**Task directions**:
Copy out every record below with complete accuracy.

══ Stored rows ══

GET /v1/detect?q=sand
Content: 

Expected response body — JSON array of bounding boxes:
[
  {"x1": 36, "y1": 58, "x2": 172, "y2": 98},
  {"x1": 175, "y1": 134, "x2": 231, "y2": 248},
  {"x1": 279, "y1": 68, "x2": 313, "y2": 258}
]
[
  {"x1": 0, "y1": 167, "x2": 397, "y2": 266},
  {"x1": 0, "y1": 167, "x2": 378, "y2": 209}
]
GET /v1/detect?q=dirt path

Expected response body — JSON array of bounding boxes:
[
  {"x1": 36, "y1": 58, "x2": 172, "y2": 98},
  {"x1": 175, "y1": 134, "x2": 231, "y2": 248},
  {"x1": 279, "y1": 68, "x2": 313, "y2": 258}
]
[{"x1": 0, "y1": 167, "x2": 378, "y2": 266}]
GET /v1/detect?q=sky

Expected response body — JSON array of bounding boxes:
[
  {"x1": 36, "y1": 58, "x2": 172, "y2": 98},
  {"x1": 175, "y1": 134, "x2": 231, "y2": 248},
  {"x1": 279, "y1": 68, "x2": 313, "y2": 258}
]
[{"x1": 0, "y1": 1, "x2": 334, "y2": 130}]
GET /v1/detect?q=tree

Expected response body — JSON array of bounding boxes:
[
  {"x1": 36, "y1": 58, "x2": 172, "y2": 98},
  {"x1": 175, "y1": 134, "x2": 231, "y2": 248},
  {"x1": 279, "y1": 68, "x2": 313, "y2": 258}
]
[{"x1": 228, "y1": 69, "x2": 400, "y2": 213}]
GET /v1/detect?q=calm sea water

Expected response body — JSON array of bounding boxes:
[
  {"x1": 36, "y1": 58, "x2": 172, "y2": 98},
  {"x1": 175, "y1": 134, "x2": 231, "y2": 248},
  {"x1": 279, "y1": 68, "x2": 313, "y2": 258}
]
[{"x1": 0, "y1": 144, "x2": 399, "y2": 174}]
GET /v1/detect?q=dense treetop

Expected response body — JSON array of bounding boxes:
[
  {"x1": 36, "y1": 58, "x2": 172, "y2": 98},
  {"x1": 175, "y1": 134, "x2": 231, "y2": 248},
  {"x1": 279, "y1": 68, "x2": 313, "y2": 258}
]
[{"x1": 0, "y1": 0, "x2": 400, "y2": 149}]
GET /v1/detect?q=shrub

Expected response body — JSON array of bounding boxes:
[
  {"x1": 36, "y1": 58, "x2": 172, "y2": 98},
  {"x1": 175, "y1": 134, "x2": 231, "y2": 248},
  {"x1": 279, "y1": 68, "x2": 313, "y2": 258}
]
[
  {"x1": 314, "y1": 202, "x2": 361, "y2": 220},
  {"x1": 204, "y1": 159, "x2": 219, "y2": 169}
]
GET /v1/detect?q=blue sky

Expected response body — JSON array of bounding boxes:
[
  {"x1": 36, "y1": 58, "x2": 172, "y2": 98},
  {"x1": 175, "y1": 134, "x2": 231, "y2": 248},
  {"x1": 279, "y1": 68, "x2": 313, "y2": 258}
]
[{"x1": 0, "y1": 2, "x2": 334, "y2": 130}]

═══

**Full response**:
GET /v1/detect?q=sand
Content: 

Expected response body — JSON array of bounding boxes:
[
  {"x1": 36, "y1": 58, "x2": 172, "y2": 98},
  {"x1": 175, "y1": 134, "x2": 231, "y2": 248},
  {"x1": 279, "y1": 68, "x2": 313, "y2": 258}
]
[
  {"x1": 0, "y1": 167, "x2": 397, "y2": 266},
  {"x1": 0, "y1": 167, "x2": 378, "y2": 209}
]
GET /v1/detect?q=dirt path

Expected response body — JSON array of bounding boxes:
[
  {"x1": 36, "y1": 58, "x2": 172, "y2": 98},
  {"x1": 175, "y1": 134, "x2": 231, "y2": 248},
  {"x1": 279, "y1": 68, "x2": 313, "y2": 258}
]
[{"x1": 0, "y1": 167, "x2": 378, "y2": 266}]
GET /v1/detect?q=sky

Expected response body — JSON array of bounding boxes:
[
  {"x1": 36, "y1": 58, "x2": 172, "y2": 98},
  {"x1": 175, "y1": 134, "x2": 231, "y2": 248},
  {"x1": 279, "y1": 68, "x2": 313, "y2": 258}
]
[{"x1": 0, "y1": 1, "x2": 334, "y2": 130}]
GET /v1/detect?q=tree

Expected response body — JSON array of bounding boxes:
[
  {"x1": 36, "y1": 58, "x2": 172, "y2": 98},
  {"x1": 175, "y1": 134, "x2": 231, "y2": 248},
  {"x1": 279, "y1": 68, "x2": 313, "y2": 258}
]
[{"x1": 228, "y1": 69, "x2": 400, "y2": 213}]
GET /v1/detect?q=calm sea water

Expected response body — JSON array of bounding boxes:
[
  {"x1": 36, "y1": 58, "x2": 172, "y2": 98},
  {"x1": 175, "y1": 134, "x2": 231, "y2": 248},
  {"x1": 279, "y1": 68, "x2": 313, "y2": 258}
]
[{"x1": 0, "y1": 144, "x2": 399, "y2": 174}]
GET /v1/detect?q=dense treetop

Expected response body — JSON array of bounding boxes:
[
  {"x1": 36, "y1": 58, "x2": 172, "y2": 98},
  {"x1": 175, "y1": 134, "x2": 231, "y2": 248},
  {"x1": 279, "y1": 68, "x2": 313, "y2": 258}
]
[{"x1": 0, "y1": 0, "x2": 400, "y2": 149}]
GET /v1/detect?q=shrub

Expected response body — JSON array of bounding boxes:
[
  {"x1": 36, "y1": 58, "x2": 172, "y2": 98},
  {"x1": 175, "y1": 134, "x2": 231, "y2": 248},
  {"x1": 279, "y1": 68, "x2": 313, "y2": 258}
]
[
  {"x1": 314, "y1": 202, "x2": 361, "y2": 220},
  {"x1": 204, "y1": 159, "x2": 219, "y2": 169}
]
GET /v1/detect?q=blue sky

Expected response body — JSON array of bounding boxes:
[
  {"x1": 36, "y1": 58, "x2": 172, "y2": 98},
  {"x1": 175, "y1": 134, "x2": 231, "y2": 248},
  {"x1": 279, "y1": 68, "x2": 313, "y2": 258}
]
[{"x1": 0, "y1": 2, "x2": 334, "y2": 130}]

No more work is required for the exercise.